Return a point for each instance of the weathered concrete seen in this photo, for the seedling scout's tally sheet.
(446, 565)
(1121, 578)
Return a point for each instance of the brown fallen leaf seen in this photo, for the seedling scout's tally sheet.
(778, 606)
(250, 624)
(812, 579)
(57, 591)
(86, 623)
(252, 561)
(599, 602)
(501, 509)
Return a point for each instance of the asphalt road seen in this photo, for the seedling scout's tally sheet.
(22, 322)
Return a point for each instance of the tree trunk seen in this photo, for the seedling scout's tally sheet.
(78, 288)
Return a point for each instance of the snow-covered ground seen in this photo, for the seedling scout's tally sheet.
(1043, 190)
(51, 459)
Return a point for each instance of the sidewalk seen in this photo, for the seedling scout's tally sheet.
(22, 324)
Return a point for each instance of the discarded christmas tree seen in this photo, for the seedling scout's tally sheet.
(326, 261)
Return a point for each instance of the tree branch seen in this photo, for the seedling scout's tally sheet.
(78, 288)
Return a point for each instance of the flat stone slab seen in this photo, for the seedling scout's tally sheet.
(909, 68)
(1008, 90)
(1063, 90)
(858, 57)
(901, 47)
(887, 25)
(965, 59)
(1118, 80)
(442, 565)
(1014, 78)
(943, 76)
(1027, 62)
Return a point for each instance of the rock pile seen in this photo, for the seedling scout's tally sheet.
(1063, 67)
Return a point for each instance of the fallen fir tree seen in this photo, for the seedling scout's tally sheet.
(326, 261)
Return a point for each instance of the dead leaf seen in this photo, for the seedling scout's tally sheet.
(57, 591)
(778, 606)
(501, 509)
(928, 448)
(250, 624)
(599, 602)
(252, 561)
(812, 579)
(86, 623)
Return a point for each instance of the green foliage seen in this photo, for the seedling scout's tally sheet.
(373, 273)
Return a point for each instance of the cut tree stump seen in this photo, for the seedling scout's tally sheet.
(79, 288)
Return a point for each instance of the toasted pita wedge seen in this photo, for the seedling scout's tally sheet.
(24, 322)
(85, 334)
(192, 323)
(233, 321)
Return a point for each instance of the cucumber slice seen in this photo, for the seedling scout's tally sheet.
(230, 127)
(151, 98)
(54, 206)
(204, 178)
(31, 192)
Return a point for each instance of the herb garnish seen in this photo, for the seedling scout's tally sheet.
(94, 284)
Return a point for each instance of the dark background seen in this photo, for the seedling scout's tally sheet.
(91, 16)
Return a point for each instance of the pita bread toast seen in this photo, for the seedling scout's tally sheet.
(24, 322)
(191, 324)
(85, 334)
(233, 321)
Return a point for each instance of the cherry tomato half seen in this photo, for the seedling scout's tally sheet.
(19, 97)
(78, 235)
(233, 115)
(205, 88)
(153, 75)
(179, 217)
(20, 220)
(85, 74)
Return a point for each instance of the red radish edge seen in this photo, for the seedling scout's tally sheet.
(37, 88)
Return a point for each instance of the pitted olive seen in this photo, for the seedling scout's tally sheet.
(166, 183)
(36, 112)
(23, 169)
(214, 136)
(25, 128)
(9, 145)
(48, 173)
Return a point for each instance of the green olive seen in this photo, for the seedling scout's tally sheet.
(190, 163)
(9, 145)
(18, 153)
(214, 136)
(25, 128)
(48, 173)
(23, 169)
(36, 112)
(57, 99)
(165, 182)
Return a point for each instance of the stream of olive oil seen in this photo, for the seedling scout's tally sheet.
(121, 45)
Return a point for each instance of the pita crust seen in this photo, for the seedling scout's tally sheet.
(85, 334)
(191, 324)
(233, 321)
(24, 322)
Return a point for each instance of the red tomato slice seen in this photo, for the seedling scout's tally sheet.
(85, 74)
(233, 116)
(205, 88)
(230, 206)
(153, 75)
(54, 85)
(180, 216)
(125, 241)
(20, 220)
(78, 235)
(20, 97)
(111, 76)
____
Nothing should be left out: return all of the records exactly.

Return a point for each instance of the weathered concrete seen in this photo, for the seedling scout's tally sheet.
(446, 565)
(1121, 578)
Return a point for each instance of the brown fallen leaf seen in this photo, for the seedling scout's tally sheet.
(778, 606)
(250, 624)
(812, 579)
(57, 591)
(86, 623)
(252, 561)
(599, 602)
(501, 509)
Return a point for each instance of the asphalt road seen in this photo, for the seedling scout's tally sheet.
(22, 322)
Return a point for each instance of the tree trunk seen in this photo, for the seedling scout's tally sheet.
(78, 288)
Return a point for each instance of the snow-covered ground seen in this photo, for the seedling scout's tally sheet.
(1043, 190)
(51, 459)
Return a point for each instance of the sidewalk seen in this photo, for the seedling scout's tally sheet.
(22, 324)
Return a point for each instance of the discarded christmas tree seen in this photo, for the seedling scout's tally sheet.
(326, 261)
Return a point for each instance of the tree branch seen in this photo, for the seedling scout's tally sheet.
(78, 288)
Return a point for each instance of the flat stone slab seen in this photo, for the seedling scout's tally sheet.
(909, 68)
(1008, 90)
(1063, 90)
(858, 57)
(901, 47)
(887, 25)
(965, 59)
(1118, 80)
(442, 565)
(1014, 78)
(943, 76)
(1027, 62)
Return a point for each instance of the rock pile seen in this photo, for the seedling scout's tally sheet.
(1063, 67)
Return a point for each instance of the fallen fir tree seen in this photo, for the seedling scout's tally sheet.
(326, 261)
Return a point for each instance of the dead leaf seen in this photo, for the seedling scout's tally sheet.
(57, 591)
(778, 606)
(501, 509)
(928, 448)
(250, 624)
(599, 602)
(252, 561)
(812, 579)
(86, 623)
Return a point for each instance of the green foliage seen in this photo, for the seedling scout's tally sheet.
(373, 273)
Return a point for each instance of the cut tree stump seen in this photo, for the seedling scout's tally sheet.
(79, 288)
Return a point for each instance of the toasted pita wedge seen in this photo, for the seedling scout's tally sheet.
(24, 322)
(85, 334)
(192, 323)
(233, 321)
Return a point for each instance of the cucumber slice seen in this photo, for the seedling scout's tally sheet.
(230, 127)
(151, 98)
(54, 206)
(204, 178)
(31, 192)
Return a point for each instance of the herb garnish seen in this photo, for the seedling scout's tally sheet.
(94, 284)
Return a point for each instance of the dark background seen in this photo, for the seedling scout's tally sheet.
(91, 16)
Return a point for each instance of the pita bread toast seen in this photo, for the seedling scout's tally sheet.
(24, 322)
(191, 324)
(85, 334)
(233, 321)
Return a point for each instance of the cherry tomato half seen in this photo, for the seedling scout's tally sheet.
(19, 97)
(78, 235)
(233, 115)
(205, 88)
(153, 75)
(179, 217)
(20, 220)
(85, 74)
Return a point for each instance of the red radish edge seen in this photo, for the seedling scout's tally sheet.
(37, 88)
Return a point for each instance of the pitted olive seen in this photo, for the seedling scout's tally sheet.
(166, 183)
(36, 112)
(23, 169)
(214, 136)
(25, 128)
(9, 145)
(48, 173)
Return a point for each instance of the green olive seen in this photo, for the seedling scout's tally sheet.
(190, 163)
(9, 145)
(18, 153)
(214, 136)
(25, 128)
(48, 173)
(23, 169)
(36, 112)
(57, 99)
(165, 182)
Return a point for each instance of the stream of olive oil seen in this photo, for the seedling scout's tally sheet.
(121, 45)
Return a point for each instance of the pita crust seen in this photo, for the seedling scout's tally sheet.
(85, 334)
(191, 324)
(233, 321)
(24, 322)
Return a point for each instance of the red tomato slice seen in this photo, for the seedling scout's tally sheet.
(85, 74)
(233, 116)
(205, 88)
(230, 206)
(153, 75)
(54, 85)
(180, 216)
(125, 241)
(20, 220)
(78, 235)
(20, 97)
(111, 76)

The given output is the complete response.